## Required work
Print the items below again, word for word and line for line, leaving out the pictures.

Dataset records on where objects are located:
## begin

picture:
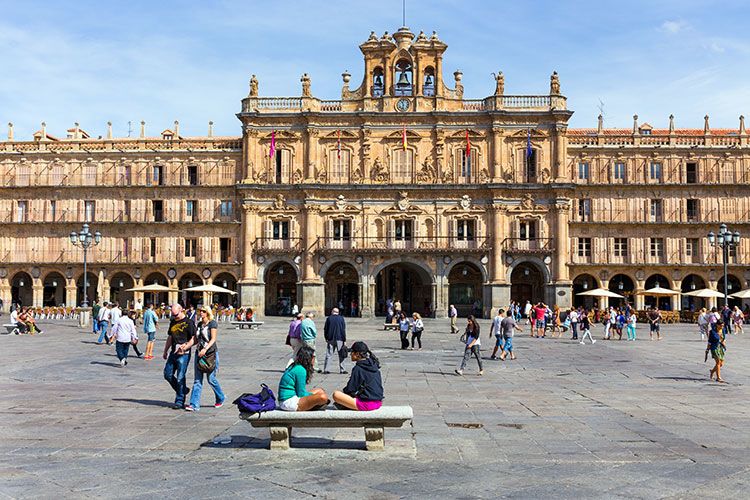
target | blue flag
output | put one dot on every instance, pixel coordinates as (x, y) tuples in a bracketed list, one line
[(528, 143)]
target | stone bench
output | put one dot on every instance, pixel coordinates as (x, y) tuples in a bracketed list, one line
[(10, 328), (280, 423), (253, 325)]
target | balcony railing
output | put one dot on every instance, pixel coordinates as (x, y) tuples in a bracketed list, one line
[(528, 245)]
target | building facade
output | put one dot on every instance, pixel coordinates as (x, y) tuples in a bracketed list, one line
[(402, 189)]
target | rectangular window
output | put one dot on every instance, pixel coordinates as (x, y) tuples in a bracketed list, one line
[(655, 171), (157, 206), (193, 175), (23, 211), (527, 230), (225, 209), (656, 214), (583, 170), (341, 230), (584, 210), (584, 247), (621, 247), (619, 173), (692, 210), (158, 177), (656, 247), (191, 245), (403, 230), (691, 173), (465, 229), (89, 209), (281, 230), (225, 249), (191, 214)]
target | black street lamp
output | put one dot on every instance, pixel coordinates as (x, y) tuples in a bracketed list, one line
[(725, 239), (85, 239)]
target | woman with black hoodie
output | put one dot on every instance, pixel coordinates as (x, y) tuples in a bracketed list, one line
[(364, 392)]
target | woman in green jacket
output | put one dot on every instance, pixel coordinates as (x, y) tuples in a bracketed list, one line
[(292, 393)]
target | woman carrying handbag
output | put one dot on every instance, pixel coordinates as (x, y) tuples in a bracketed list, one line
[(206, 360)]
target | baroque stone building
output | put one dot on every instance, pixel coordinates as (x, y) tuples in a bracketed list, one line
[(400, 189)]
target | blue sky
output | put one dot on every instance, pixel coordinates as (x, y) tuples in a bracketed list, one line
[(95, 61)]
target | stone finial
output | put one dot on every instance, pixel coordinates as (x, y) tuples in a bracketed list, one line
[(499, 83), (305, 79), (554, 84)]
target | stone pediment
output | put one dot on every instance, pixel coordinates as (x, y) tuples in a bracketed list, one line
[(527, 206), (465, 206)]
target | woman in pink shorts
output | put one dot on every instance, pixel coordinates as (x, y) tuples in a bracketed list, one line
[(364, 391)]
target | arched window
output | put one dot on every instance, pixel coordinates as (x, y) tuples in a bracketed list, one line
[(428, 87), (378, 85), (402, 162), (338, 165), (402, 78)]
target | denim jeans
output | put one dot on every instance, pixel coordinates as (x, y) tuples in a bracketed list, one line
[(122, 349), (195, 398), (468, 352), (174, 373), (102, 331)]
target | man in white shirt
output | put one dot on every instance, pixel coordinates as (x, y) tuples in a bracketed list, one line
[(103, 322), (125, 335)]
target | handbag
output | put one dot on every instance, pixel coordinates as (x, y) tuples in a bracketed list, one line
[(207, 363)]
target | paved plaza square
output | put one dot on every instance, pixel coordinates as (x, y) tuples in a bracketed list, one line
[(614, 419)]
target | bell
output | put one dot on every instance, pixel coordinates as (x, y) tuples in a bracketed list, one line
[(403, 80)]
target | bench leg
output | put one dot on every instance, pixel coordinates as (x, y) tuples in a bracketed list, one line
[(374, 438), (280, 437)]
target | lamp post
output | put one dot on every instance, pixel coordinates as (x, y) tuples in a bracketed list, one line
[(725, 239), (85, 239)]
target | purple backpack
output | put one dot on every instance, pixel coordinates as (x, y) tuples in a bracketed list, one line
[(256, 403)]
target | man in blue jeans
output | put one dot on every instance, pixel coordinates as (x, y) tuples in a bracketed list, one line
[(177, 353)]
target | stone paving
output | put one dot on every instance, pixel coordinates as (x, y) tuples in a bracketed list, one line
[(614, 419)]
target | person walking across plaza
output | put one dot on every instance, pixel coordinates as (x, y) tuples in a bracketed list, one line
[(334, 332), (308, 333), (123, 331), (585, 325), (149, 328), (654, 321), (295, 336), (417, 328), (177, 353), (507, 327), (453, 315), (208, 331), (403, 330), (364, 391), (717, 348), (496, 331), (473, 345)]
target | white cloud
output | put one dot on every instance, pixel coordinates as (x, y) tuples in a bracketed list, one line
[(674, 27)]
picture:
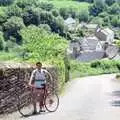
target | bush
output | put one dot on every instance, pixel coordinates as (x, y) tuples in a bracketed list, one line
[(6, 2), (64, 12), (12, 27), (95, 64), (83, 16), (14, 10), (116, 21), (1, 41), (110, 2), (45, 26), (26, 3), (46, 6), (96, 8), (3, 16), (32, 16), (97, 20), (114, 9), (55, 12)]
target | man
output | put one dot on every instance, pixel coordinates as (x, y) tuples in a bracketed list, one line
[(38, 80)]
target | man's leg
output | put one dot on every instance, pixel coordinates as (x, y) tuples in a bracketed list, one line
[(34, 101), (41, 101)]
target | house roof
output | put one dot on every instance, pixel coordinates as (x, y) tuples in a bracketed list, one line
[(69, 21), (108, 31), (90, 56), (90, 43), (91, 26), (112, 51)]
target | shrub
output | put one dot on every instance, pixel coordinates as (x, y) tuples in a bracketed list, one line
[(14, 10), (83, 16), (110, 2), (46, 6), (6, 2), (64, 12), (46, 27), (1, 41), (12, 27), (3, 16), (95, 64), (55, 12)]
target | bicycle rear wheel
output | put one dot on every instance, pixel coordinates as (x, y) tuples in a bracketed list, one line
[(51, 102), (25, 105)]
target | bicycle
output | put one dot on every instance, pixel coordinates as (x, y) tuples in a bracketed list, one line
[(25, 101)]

## end

## The result
picture:
target | blue flag
output | put one dot on every instance, pixel coordinates as (x, y) tuples in a bracketed list, one line
[(528, 143)]
target | stone bench
output | put one dot on every instance, pixel coordinates as (x, y) tuples in a bracketed list, one line
[(10, 328), (280, 423), (253, 325)]
target | balcony railing
output | put one dot on every instance, pixel coordinates as (x, y) tuples in a bracketed list, one line
[(528, 245)]
target | building facade
output | put one dot on every instance, pixel coordinates as (x, y) tuples in a bracketed list, one line
[(402, 189)]
target | rectangular window
output | put one dot on every instance, pixel coordinates as (x, y) tuples in a bracketed list, one line
[(655, 171), (157, 206), (193, 175), (23, 211), (527, 230), (225, 209), (656, 214), (583, 170), (341, 230), (584, 210), (584, 247), (621, 247), (619, 173), (692, 210), (158, 177), (656, 247), (191, 245), (403, 230), (691, 173), (465, 229), (89, 209), (281, 230), (225, 249), (191, 214)]
target | black street lamp
output | put one dot on every instance, pixel coordinates as (x, y) tuples in a bracketed list, one line
[(725, 239), (85, 239)]
target | woman with black hoodie
output | put one dot on every instance, pixel coordinates as (x, y) tuples in a bracketed list, one line
[(364, 392)]
target | woman in green jacket
output | put one dot on every instance, pixel coordinates as (x, y) tuples in a bracketed list, one line
[(292, 393)]
target | woman carrying handbag
output | put one dot on every instance, pixel coordinates as (x, y) tuples in a bracketed list, one line
[(206, 360)]
target | baroque stone building
output | put one dot on every instance, pixel coordinates as (x, y) tuples in a bracketed list, one line
[(400, 189)]
target | blue sky
output | put one dot on every instance, pixel coordinates as (x, y) tuples in a bracketed list, one line
[(95, 61)]
target | stone finial
output | put one dot on every instance, pixel coordinates as (x, y) tuples in a bracketed list, one line
[(499, 83), (305, 79), (554, 84)]
target | stone pediment
output | put one dot on every instance, pixel coordinates as (x, y) tuples in a bracketed list, one line
[(527, 206), (465, 206)]
target | woman in pink shorts
output | put one dot on every instance, pixel coordinates as (x, y) tuples in a bracketed list, one line
[(364, 391)]
target | arched window
output | put one dot on every instance, pixel coordinates as (x, y) tuples in a bracketed list, one line
[(428, 87), (378, 85), (402, 162), (338, 165), (402, 78)]
target | denim jeans
output | put one dot on every instance, pixel coordinates as (x, y) tuples in a bracketed list, one line
[(122, 349), (195, 398), (468, 352), (174, 373), (102, 331)]
target | man in white shirt
output | put one dot on every instance, pixel coordinates as (x, y) tuples in a bracketed list, one line
[(103, 322), (125, 335)]
target | handbag
output | put one dot on every instance, pixel coordinates as (x, y) tuples in a bracketed list, one line
[(207, 363)]
target | paved plaza square
output | put one dot on every instance, pixel coordinates as (x, y) tuples in a bracketed list, one line
[(614, 419)]
target | bell
output | put one dot on every instance, pixel coordinates as (x, y) tuples in a bracketed list, one line
[(403, 80)]
target | bench leg
output | put one dot on every instance, pixel coordinates as (x, y) tuples in a bracketed list, one line
[(374, 438), (280, 437)]
target | lamp post
output | put one dot on every instance, pixel coordinates as (x, y) tuples in a bracketed list, one line
[(725, 239), (85, 239)]
target | purple backpack
output | put one dot on every instance, pixel coordinates as (x, y) tuples in a bracketed list, one line
[(256, 403)]
target | man in blue jeans
output | put one dot on every instance, pixel coordinates as (x, y) tuples in a bracketed list, one line
[(177, 353)]
target | stone paving
output | put one dot on every instance, pixel coordinates as (x, y) tuples in a bracketed list, one line
[(614, 419)]
target | person walking across plaza
output | put one dot on every instance, pixel coordinates as (x, y) tuples in a bracketed list, one line
[(334, 332), (308, 333), (123, 331), (585, 325), (149, 328), (654, 321), (295, 336), (417, 328), (177, 353), (507, 327), (453, 315), (208, 331), (403, 330), (364, 391), (717, 348), (496, 331), (473, 345)]
target | white cloud
output | put one dot on every instance, pixel coordinates as (x, y) tuples in a bracketed list, one line
[(674, 27)]
picture:
target | bush
output | put one dot on every instance, pixel coordinates as (x, y) tuples in a bracketed list, one line
[(6, 2), (64, 12), (12, 27), (95, 64), (83, 16), (14, 10), (116, 21), (1, 41), (110, 2), (45, 26), (26, 3), (46, 6), (96, 8), (3, 16), (32, 16), (97, 20), (114, 9), (55, 12)]
target | man
output | put one dot on every instance, pixel coordinates as (x, y) tuples in a bracketed list, one line
[(38, 80)]
target | man's leg
output | put one dot on every instance, pixel coordinates as (x, y) tuples in a bracketed list, one line
[(34, 101), (41, 101)]
target | house roof
output | put one dot on every instance, pixel coordinates as (x, y) tuples in a bracketed list, one line
[(69, 21), (108, 31), (90, 56), (90, 43), (91, 26), (112, 51)]
target | shrub
output | put one dot on every instance, pixel coordinates as (x, y) tuples in a bracketed list, one line
[(14, 10), (83, 16), (110, 2), (46, 6), (6, 2), (64, 12), (46, 27), (1, 41), (12, 27), (3, 16), (95, 64), (55, 12)]
target | bicycle rear wheel
output | put one dot on every instance, pixel coordinates as (x, y) tuples in a bracketed list, one line
[(51, 102), (25, 105)]
target | bicycle
output | put one dot on every instance, pixel coordinates as (x, y) tuples in a bracketed list, one line
[(25, 101)]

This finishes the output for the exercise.